Task requirements:
In the abstract below, what does the step-by-step memory scheduling strategy introduce for the GPU request queue to measure the difference in memory access latency between cores?
-- Selection start --
Abstract

Multiple CPUs and GPUs are integrated on the same chip to share memory, and access requests between cores are interfering with each other. Memory requests from the GPU seriously interfere with the CPU memory access performance. Requests between multiple CPUs are intertwined when accessing memory, and its performance is greatly affected. The difference in access latency between GPU cores increases the average latency of memory accesses. In order to solve the problems encountered in the shared memory of heterogeneous multi-core systems, we propose a step-by-step memory scheduling strategy, which improve the system performance. The step-by-step memory scheduling strategy first creates a new memory request queue based on the request source and isolates the CPU requests from the GPU requests when the memory controller receives the memory request, thereby preventing the GPU request from interfering with the CPU request. Then, for the CPU request queue, a dynamic bank partitioning strategy is implemented, which dynamically maps it to different bank sets according to different memory characteristics of the application, and eliminates memory request interference of multiple CPU applications without affecting bank-level parallelism. Finally, for the GPU request queue, the criticality is introduced to measure the difference of the memory access latency between the cores. Based on the first ready-first come first served strategy, we implemented criticality-aware memory scheduling to balance the locality and criticality of application access.
-- Selection end --
-- Provided information start --
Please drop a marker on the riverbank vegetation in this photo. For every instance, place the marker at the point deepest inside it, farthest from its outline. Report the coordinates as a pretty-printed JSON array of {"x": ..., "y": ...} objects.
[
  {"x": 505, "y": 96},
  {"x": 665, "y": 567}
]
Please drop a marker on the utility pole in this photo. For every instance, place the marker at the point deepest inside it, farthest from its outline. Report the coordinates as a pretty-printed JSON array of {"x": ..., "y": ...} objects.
-- Provided information end --
Answer for this exercise:
It introduces criticality.